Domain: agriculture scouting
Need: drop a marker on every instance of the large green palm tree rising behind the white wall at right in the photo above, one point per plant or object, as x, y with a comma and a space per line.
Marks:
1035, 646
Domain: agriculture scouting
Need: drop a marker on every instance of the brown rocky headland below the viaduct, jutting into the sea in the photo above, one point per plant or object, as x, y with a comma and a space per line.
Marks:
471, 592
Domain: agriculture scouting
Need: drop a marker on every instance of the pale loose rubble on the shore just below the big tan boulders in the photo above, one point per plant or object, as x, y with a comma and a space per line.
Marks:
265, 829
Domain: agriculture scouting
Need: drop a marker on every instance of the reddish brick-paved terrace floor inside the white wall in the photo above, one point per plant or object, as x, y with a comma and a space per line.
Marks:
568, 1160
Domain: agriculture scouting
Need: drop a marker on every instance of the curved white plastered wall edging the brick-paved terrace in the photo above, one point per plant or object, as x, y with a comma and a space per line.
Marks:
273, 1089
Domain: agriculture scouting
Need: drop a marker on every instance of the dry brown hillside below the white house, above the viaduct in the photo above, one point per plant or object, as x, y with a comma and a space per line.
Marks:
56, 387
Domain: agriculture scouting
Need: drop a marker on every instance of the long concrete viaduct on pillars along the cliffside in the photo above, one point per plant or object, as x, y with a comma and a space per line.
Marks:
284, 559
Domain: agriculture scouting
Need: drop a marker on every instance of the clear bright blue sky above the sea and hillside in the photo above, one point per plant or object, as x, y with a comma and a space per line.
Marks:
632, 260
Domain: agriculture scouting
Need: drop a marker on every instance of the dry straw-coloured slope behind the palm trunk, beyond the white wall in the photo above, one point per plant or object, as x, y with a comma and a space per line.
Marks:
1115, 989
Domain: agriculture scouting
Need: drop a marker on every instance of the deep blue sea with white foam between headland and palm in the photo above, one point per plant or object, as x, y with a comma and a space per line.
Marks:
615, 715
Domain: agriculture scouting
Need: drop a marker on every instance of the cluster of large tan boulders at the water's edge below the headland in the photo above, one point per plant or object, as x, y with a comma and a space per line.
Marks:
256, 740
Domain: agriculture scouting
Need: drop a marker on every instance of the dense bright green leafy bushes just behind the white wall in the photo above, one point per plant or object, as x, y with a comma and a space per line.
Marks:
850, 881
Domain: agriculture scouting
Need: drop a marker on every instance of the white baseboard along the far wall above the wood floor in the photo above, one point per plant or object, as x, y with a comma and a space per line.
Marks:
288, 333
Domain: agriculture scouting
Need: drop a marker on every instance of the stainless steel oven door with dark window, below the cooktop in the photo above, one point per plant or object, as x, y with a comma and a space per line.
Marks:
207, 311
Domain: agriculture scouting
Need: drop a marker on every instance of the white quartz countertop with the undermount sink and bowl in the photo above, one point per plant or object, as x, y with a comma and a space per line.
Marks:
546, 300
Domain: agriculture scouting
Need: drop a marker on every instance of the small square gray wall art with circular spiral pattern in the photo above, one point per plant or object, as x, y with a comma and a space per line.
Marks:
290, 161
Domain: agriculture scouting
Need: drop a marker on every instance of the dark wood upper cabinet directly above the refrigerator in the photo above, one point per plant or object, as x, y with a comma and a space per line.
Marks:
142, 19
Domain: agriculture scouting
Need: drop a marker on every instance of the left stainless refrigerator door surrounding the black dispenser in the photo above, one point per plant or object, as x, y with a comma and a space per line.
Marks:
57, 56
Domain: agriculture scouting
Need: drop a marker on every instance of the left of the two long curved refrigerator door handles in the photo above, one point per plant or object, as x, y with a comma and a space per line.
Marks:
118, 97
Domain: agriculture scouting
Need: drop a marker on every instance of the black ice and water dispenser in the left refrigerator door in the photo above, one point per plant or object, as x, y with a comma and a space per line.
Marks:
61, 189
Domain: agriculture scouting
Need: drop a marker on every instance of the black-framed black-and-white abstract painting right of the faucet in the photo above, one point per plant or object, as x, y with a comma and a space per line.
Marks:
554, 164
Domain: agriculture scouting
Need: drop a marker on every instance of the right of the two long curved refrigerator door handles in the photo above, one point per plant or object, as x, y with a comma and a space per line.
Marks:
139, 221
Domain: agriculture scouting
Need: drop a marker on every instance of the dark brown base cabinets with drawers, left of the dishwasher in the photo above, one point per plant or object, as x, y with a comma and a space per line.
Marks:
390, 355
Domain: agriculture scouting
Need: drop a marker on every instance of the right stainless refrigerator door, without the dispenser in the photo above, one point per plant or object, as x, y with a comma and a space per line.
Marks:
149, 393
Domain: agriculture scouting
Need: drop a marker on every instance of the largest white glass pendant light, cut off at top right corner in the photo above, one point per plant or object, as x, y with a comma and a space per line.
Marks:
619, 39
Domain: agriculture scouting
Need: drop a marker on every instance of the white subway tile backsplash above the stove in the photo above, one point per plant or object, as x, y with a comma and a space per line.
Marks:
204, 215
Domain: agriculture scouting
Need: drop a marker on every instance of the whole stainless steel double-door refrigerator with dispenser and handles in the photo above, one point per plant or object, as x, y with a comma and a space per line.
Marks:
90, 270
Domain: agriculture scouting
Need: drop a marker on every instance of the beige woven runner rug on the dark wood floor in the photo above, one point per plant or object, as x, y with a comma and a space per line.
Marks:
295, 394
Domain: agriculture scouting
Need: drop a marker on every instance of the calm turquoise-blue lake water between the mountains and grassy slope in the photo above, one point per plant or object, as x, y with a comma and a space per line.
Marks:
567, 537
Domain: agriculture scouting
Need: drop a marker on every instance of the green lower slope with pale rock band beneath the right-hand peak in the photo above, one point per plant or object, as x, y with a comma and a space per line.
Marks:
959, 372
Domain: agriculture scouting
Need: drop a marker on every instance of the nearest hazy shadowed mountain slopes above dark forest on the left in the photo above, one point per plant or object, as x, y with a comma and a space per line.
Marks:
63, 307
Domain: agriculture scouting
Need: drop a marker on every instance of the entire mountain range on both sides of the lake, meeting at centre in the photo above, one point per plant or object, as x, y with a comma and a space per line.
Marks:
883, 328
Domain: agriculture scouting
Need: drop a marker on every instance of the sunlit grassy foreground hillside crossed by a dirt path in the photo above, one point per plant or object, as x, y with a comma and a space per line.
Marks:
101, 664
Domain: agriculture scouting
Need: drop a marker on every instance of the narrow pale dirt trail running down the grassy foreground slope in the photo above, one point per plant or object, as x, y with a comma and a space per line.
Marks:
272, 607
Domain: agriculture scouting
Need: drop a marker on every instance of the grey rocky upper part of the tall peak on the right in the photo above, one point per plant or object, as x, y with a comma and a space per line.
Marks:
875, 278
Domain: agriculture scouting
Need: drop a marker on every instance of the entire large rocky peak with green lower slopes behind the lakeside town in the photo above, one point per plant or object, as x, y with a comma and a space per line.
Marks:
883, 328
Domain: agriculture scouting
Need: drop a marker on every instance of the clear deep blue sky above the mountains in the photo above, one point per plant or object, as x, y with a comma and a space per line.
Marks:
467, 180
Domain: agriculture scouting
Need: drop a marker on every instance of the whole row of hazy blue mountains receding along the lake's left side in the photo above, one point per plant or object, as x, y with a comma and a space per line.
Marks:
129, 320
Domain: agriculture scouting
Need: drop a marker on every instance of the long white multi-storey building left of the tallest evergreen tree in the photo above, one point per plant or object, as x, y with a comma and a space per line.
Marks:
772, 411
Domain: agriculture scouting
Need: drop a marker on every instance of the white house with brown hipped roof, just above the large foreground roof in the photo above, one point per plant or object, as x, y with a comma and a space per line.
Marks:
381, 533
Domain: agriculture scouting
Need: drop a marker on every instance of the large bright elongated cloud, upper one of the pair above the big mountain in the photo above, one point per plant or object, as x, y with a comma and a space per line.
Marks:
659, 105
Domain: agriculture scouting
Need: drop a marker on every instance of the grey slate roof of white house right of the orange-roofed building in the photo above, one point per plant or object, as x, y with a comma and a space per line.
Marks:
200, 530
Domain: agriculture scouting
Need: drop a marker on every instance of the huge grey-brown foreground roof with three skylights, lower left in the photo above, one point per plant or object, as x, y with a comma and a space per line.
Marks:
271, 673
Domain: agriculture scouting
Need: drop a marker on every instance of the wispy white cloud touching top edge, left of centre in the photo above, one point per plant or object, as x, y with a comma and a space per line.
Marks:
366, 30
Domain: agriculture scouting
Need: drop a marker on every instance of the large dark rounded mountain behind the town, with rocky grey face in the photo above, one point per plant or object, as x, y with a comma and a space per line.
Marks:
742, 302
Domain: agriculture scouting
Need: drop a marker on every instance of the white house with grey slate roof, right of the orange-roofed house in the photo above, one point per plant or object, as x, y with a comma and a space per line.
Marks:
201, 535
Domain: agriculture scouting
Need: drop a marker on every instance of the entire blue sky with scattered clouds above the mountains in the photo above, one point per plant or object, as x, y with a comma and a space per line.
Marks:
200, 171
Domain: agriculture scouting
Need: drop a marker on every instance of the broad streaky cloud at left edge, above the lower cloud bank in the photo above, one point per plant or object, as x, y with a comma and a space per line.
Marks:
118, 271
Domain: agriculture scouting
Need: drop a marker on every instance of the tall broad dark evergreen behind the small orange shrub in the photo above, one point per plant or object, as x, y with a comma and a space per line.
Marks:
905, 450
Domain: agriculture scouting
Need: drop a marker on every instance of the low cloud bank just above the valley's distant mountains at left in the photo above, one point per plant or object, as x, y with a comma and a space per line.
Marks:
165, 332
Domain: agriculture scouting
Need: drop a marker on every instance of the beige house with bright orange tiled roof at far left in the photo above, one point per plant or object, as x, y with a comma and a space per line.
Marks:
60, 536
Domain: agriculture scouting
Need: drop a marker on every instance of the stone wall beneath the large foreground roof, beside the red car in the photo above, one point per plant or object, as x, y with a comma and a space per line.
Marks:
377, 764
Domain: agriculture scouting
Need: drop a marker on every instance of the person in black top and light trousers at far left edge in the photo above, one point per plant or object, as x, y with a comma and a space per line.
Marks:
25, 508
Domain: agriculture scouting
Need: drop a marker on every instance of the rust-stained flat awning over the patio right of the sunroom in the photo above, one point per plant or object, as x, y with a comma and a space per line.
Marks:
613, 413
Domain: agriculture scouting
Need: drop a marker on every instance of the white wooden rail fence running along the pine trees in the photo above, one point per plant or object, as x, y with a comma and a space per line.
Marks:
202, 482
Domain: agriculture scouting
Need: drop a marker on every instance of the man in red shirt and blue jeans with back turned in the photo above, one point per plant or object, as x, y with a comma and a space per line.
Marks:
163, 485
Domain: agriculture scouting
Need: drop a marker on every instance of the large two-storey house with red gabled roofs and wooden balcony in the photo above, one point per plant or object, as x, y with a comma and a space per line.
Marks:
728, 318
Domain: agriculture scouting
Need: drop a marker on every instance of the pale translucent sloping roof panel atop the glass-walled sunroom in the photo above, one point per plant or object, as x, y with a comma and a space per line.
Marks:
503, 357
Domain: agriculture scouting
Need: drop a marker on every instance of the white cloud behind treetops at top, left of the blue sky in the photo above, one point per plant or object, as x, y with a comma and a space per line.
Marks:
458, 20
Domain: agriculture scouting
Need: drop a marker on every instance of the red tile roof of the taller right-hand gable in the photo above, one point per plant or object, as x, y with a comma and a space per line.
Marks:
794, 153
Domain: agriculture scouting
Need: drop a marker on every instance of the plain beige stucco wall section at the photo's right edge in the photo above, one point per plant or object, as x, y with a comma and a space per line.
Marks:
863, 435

# TO DO
Using the listing above, work out how many lines include the word "upper", and report that number alone.

# RESPONSE AREA
3